● **RECORDS TO PROCESS**
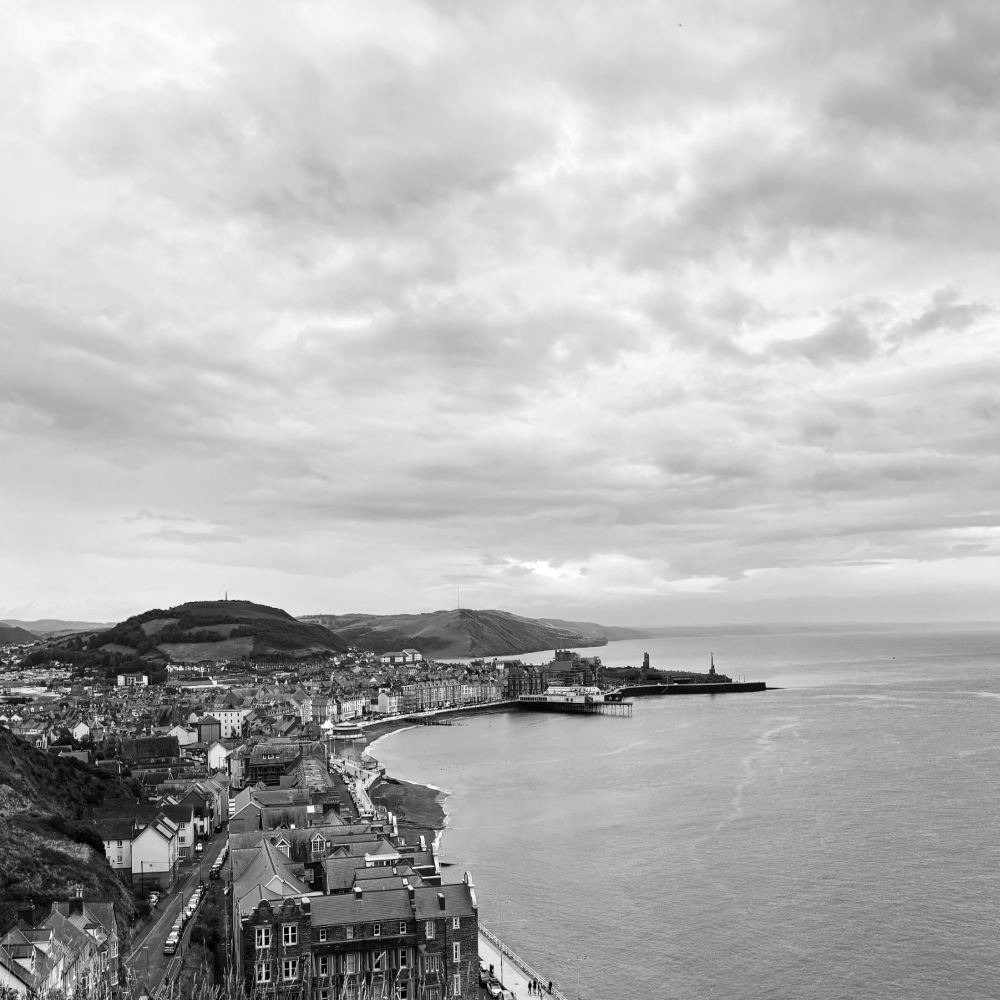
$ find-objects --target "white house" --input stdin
[99,819,135,877]
[167,726,198,747]
[206,743,229,771]
[212,708,250,740]
[337,694,368,721]
[378,690,399,715]
[132,813,178,889]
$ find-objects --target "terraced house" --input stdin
[238,873,479,1000]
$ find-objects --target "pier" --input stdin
[479,923,569,1000]
[517,694,632,715]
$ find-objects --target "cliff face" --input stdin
[0,729,135,934]
[296,609,607,657]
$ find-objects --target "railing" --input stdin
[479,922,568,1000]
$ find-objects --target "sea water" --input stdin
[376,628,1000,1000]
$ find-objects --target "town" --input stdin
[0,643,602,1000]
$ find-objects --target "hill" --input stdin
[0,624,38,646]
[0,618,112,638]
[292,608,607,657]
[539,618,653,642]
[0,728,135,934]
[95,601,347,662]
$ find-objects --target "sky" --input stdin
[0,0,1000,625]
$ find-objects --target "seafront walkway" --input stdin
[479,924,567,1000]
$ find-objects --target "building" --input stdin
[118,674,149,687]
[132,813,179,891]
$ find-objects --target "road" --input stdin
[125,826,228,993]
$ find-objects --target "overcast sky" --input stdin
[0,0,1000,624]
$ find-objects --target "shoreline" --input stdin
[358,701,516,856]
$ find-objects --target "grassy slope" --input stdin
[0,729,135,933]
[94,601,347,661]
[316,609,604,657]
[0,625,38,646]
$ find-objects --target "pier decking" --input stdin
[479,923,568,1000]
[517,695,632,715]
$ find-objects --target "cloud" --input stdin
[0,0,1000,621]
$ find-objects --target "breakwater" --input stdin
[620,681,767,697]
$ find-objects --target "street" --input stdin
[125,826,228,993]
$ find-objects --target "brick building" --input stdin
[237,873,479,1000]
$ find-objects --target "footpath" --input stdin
[479,924,568,1000]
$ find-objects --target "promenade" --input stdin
[479,924,568,1000]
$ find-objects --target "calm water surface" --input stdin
[375,629,1000,1000]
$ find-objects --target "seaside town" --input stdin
[0,624,603,1000]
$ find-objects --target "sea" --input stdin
[374,625,1000,1000]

● **WORK TO DO**
Collect every line above that contains the string "pier". Case counts.

● **ANSWER TO THIS TASK**
$ find-objects --target "pier" --input stdin
$ find-objects --target "pier decking" --input stdin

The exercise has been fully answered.